> **TEXTE À LIRE**
Les résultats du rapport du COE montrent que moins de 10% des emplois seraient menacés, alors qu’une étude menée par Roland Berger en 2014 parlait de 42%. Comment expliquer une telle différence ?

C’est effectivement la conclusion principale de l’étude quantitative que nous avons conduite : l’impact du progrès technologique sera au cours des 15-20 prochaines années, beaucoup plus un enjeu de transformation massive du contenu des emplois – 50% des emplois actuels pourrait faire l’objet d’une profonde transformation – que de destruction d’emplois – moins de 10% des emplois seraient menacés.

Cette conclusion est très différente des résultats de l’étude de Roland Berger, qui est une projection, sur données françaises, des conclusions de l’étude de Frey et Osborne conduite sur des données concernant la composition de l’emploi aux Etats-Unis. Pourquoi un tel écart ? Pour une raison assez simple et très importante.

L’étude de Frey et Osborne repose sur une approche par «métier ». Elle considère que, lorsqu’un métier est significativement affecté par le progrès technologique, il disparait. Tous les gens qui l’exercent perdent leur emploi. Il y a donc selon nous un biais évident de surestimation du nombre d’emplois détruits. Pour notre part, nous avons considéré que le progrès technologique a un impact, non sur tel ou tel « métier » en tant que tel, mais sur certaines des tâches accomplies par les actifs. Or, ces tâches et la manière de les accomplir peuvent être très différentes entre personnes effectuant le même métier. De surcroît, le contenu en « tâches » de chaque métier évolue dans le temps, parfois rapidement : chacun d’entre nous peut s’en rendre compte facilement : une même personne peut faire aujourd’hui des choses sensiblement différentes dans son métier par rapport à ce qu’il faisait il y a quelques années. Les employés de banque ne distribuent plus de billets depuis qu’il y a des distributeurs, mais il y a encore des banques. En résumé, nous sommes partis de la réalité de ce que font les gens dans leur activité, non de leur rattachement à un « métier », en nous basant sur les réponses données par les salariés dans le cadre de l’enquête Conditions de travail menée par la DARES.

Quels sont les emplois les plus menacés ? Que va impliquer les phénomènes d’automatisation et de numérisation sur la structure des emplois et leur localisation ?

> **À FAIRE**
- 1) Reproduisez à l'identique, dans le texte sur l'automatisation, le passage qui s'ouvre sur les mots contenant "Cette conclusion est" et se termine par "et très importante.".
- 2) D'après le texte sur l'automatisation, quelle part des emplois actuels pourrait faire l'objet d'une profonde transformation ?
Les lignes présentées ensuite proviennent d'une autre source que le texte.

> **JEU DE DONNÉES**

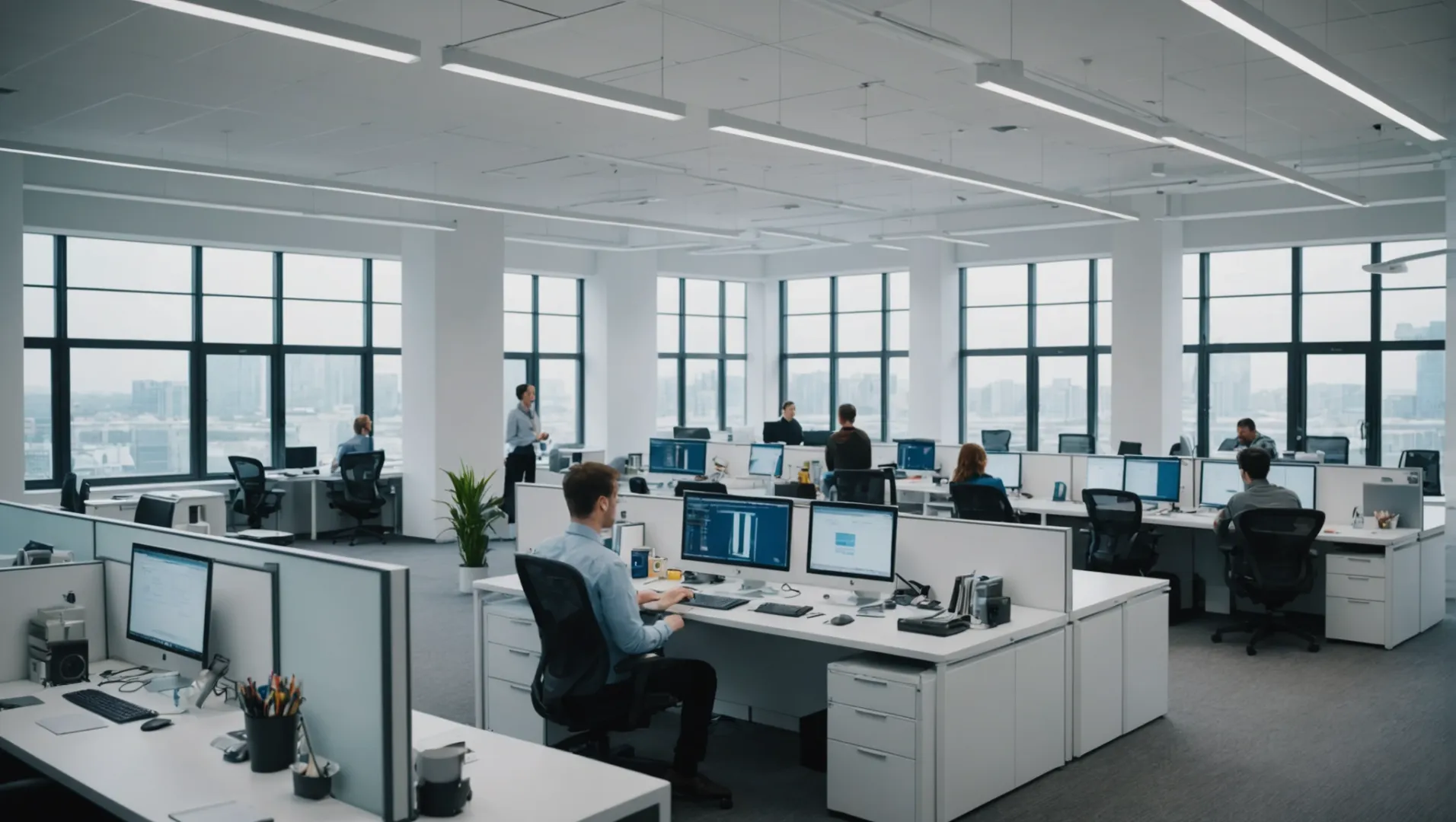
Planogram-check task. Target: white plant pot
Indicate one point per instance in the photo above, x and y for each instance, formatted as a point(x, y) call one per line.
point(469, 575)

> **SOLUTIONS PAR TÂCHE**
- 1)
Cette conclusion est très différente des résultats de l’étude de Roland Berger, qui est une projection, sur données françaises, des conclusions de l’étude de Frey et Osborne conduite sur des données concernant la composition de l’emploi aux Etats-Unis. Pourquoi un tel écart ? Pour une raison assez simple et très importante.

- 2) 50 % des emplois actuels.